=== Records provided ===

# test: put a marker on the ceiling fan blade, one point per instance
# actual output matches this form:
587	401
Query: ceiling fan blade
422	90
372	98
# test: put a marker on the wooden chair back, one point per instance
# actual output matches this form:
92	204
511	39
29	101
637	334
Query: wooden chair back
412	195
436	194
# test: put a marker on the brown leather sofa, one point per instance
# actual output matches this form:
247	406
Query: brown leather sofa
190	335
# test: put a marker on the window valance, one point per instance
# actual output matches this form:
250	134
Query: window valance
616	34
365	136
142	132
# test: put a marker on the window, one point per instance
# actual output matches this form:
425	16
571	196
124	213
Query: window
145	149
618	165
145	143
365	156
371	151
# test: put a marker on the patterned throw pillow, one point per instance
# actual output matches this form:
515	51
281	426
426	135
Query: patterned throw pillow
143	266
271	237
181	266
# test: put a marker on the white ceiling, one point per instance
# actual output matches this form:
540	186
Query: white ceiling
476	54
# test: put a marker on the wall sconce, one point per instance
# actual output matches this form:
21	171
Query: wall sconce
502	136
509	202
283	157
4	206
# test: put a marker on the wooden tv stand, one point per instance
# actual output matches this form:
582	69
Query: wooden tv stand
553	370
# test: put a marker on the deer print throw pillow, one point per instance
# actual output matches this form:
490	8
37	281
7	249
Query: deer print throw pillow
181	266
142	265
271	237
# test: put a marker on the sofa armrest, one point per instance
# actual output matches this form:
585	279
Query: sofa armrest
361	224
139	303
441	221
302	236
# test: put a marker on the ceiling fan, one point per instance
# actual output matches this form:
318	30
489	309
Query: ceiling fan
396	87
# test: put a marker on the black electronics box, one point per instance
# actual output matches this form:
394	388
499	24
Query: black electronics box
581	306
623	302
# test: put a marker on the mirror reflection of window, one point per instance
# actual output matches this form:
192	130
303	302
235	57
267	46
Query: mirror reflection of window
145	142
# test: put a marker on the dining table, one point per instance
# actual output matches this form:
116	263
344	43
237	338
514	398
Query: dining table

===

What the task asks
Starting at the line that contains "# test: put a marker on the mirror" and stopping after the last line, reproduce every line with one change: scale each answer point's x and y coordinates by 0.65, rounding to whole numbers with halves rounded up. Leave all other numbers, including the sample values after each format note, unchanged.

Answer to the exercise
# test: put a marker on the mirror reflection of window, one point per instance
# actual output matches this form:
192	130
303	302
235	57
267	46
Query: mirror reflection of window
94	92
# test: put a marker on the dining table, one point per instance
# actual output matches this form:
116	263
344	43
237	338
514	398
Query: dining table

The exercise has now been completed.